* _Quoted passage_
*** Begin section ***
Letter from Lindy March 7
Good Morning Pilgrims,
I don't know about you, but I feel anxious about various states easing health and safety protocols this week, even as the vaccine rollout increases to 2 million shots a day, because the call to stay vigilant from the medical community remains loud and clear.
I am also disheartened, after a year of conversation around COVID-1619, that communities of color, which have borne the brunt of the COVID-19 pandemic in the US, are also receiving a smaller share of available vaccines. The vaccine rate for Black Americans is half that of white people, and the gap for the Latinx community is even larger. Those statistics discourage my hope that we are learning and growing in and from this past (and current) year's experience. I struggle that even now the status quo of white privilege continues unabated despite the many beloved communities like Pilgrim engaged in disrupting the systems of white supremacy. A reminder that this is hard work on a long road without an end in sight, and often markers shadowed along the way.
Pilgrim was invited into a learning experience on this journey towards God's vision of a just world for all. The name may have sounded dreary and dull, Citizen Budget Academy, yet it was anything but. Durham CAN and City officials hosted this pilot initiative to educate the gathered about the city's budget process with the specific intent that we would show up, get involved, lend our voice to how our money is spent.
Kudos to Durham's Budget Office, whose entire staff gifted us with their time and expertise. They joined the City Manager in guiding us through the process--including breakout rooms where we had to make tough decisions about allocating financial resources that did not meet demand, recommending who got what and how much. It was a long, but rewarding night, and I am a better citizen participant for it. Many thanks to Tinu Diver, CAN's lead organizer for creating this opportunity.
*** End section ***
* _Given information_
*** Begin section ***
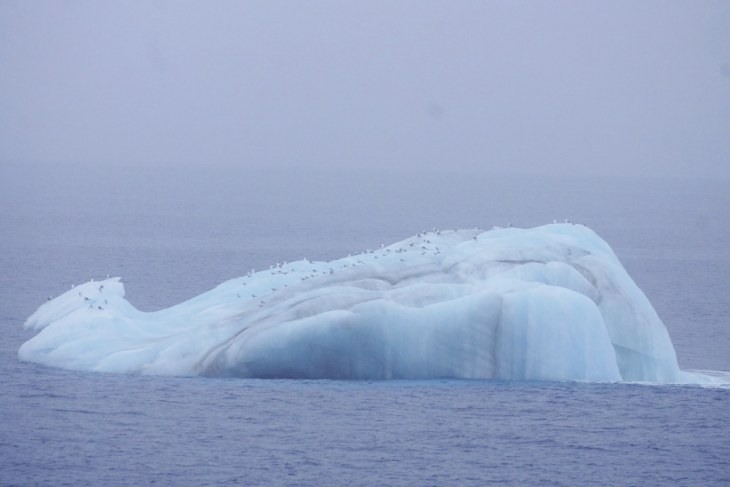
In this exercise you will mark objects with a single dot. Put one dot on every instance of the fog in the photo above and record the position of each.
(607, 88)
*** End section ***
*** Begin section ***
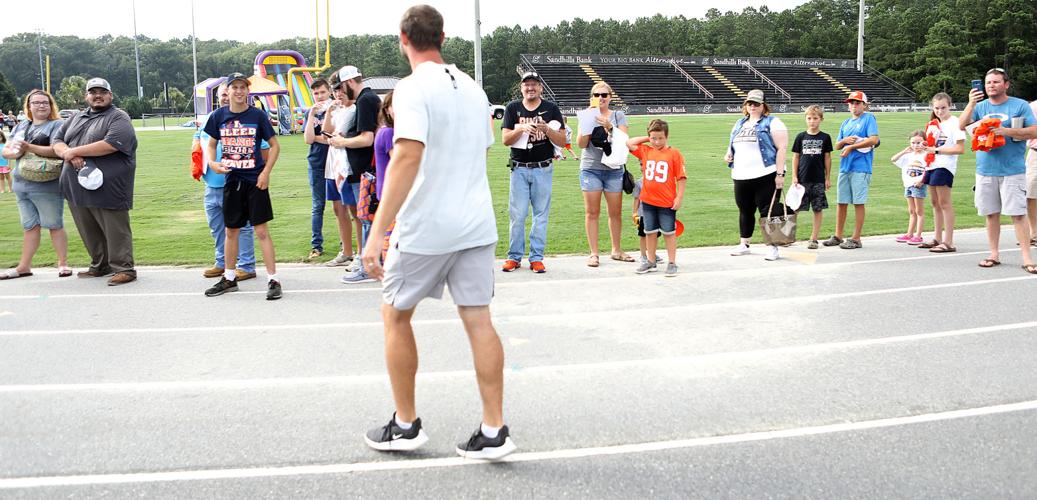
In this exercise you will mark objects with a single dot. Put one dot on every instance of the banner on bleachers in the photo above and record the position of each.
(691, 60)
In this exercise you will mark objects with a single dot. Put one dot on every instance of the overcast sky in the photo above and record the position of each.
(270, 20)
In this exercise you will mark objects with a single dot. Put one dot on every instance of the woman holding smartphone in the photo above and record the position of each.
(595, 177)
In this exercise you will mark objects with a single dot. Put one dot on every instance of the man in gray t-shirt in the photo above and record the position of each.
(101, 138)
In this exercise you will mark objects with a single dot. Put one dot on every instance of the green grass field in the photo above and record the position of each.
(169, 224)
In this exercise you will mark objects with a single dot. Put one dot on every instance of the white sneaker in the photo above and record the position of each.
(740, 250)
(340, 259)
*** End section ***
* _Task prompt_
Answer these questions about the letter to the Pilgrims:
(a) To how many shots a day is the vaccine rollout increasing?
(b) What is the name of the pilot initiative hosted by Durham CAN and City officials?
(c) Who is thanked for creating that opportunity, and what is that person's role?

* _Task answer_
(a) 2 million shots a day.
(b) Citizen Budget Academy.
(c) Tinu Diver, CAN's lead organizer.